* [Exercise directions] Collect every line of the material that contains the word "clicks", and copy each one in its original order.

* [Extracted material]
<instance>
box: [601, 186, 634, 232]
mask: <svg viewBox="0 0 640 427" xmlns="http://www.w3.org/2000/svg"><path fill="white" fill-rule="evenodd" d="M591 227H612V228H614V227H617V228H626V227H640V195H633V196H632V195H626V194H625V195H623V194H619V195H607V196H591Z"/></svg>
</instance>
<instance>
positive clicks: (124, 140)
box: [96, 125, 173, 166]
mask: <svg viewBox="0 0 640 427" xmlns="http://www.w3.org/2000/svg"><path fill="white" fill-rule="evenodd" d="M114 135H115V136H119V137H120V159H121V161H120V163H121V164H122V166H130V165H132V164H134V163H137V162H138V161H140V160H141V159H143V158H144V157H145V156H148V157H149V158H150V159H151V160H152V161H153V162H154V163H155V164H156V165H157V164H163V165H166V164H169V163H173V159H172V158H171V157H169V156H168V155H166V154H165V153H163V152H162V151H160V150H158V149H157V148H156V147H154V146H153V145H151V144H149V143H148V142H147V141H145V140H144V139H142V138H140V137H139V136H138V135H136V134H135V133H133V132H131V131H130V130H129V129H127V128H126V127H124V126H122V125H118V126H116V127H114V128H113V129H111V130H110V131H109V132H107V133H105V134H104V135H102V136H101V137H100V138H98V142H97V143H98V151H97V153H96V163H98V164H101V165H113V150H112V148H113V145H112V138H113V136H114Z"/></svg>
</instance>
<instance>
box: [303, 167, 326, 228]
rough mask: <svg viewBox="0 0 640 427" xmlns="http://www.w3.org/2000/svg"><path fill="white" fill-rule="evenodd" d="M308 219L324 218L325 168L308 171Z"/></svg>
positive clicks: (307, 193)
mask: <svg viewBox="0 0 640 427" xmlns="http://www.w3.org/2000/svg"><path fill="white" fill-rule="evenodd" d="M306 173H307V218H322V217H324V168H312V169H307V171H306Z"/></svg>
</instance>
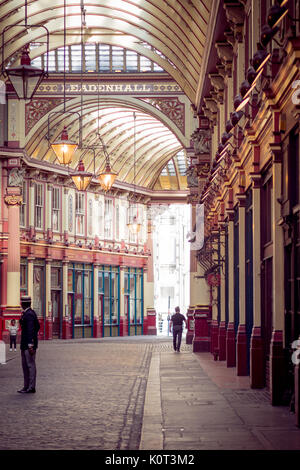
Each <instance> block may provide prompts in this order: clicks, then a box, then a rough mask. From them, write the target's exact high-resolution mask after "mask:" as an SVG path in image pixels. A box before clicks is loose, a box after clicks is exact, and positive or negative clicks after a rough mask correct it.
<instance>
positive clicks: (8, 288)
mask: <svg viewBox="0 0 300 470" xmlns="http://www.w3.org/2000/svg"><path fill="white" fill-rule="evenodd" d="M4 201H5V203H6V206H7V209H8V211H7V214H8V241H7V272H6V279H2V282H4V283H6V305H5V306H4V309H3V331H2V339H3V341H6V342H8V340H9V333H8V331H7V330H6V327H7V324H8V323H9V322H10V320H11V319H12V318H15V319H16V320H18V319H19V317H20V315H21V306H20V226H19V217H20V216H19V214H20V210H19V206H20V204H21V203H22V196H21V189H20V188H19V187H15V186H7V188H6V195H5V197H4ZM2 275H3V273H2Z"/></svg>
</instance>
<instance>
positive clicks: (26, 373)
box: [18, 295, 40, 393]
mask: <svg viewBox="0 0 300 470" xmlns="http://www.w3.org/2000/svg"><path fill="white" fill-rule="evenodd" d="M21 306H22V309H23V312H22V315H21V319H20V325H21V345H20V347H21V357H22V368H23V376H24V387H23V388H22V389H21V390H18V392H19V393H35V384H36V364H35V356H36V350H37V347H38V331H39V329H40V324H39V321H38V318H37V316H36V313H35V311H34V310H32V308H31V307H30V306H31V297H29V296H28V295H26V296H23V297H22V298H21Z"/></svg>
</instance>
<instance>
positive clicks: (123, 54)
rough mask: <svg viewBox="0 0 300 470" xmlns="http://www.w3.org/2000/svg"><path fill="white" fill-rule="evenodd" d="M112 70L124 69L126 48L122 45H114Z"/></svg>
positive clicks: (112, 58) (112, 48)
mask: <svg viewBox="0 0 300 470" xmlns="http://www.w3.org/2000/svg"><path fill="white" fill-rule="evenodd" d="M112 71H113V72H123V71H124V49H123V48H122V47H116V46H112Z"/></svg>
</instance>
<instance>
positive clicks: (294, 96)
mask: <svg viewBox="0 0 300 470" xmlns="http://www.w3.org/2000/svg"><path fill="white" fill-rule="evenodd" d="M292 88H296V91H294V93H293V95H292V102H293V104H294V105H295V106H297V105H299V104H300V80H295V81H294V82H293V83H292Z"/></svg>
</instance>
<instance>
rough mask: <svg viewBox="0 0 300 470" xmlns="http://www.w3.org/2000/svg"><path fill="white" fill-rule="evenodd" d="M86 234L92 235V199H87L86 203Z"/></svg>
mask: <svg viewBox="0 0 300 470" xmlns="http://www.w3.org/2000/svg"><path fill="white" fill-rule="evenodd" d="M88 234H89V235H90V236H91V235H93V201H92V199H89V203H88Z"/></svg>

* [Problem solution]
positive clicks: (124, 140)
positive clicks: (307, 193)
Each <instance> block may provide prompts in this order: clicks, then a box, then a rough mask. From them, write the target's exact high-resolution mask after "mask:" as an SVG path in image pixels. A box before clicks is loose, a box after clicks is exact, and positive or negative clicks after a rough mask correct it.
positive clicks: (8, 288)
positive clicks: (26, 373)
positive clicks: (123, 54)
positive clicks: (112, 58) (112, 48)
positive clicks: (294, 96)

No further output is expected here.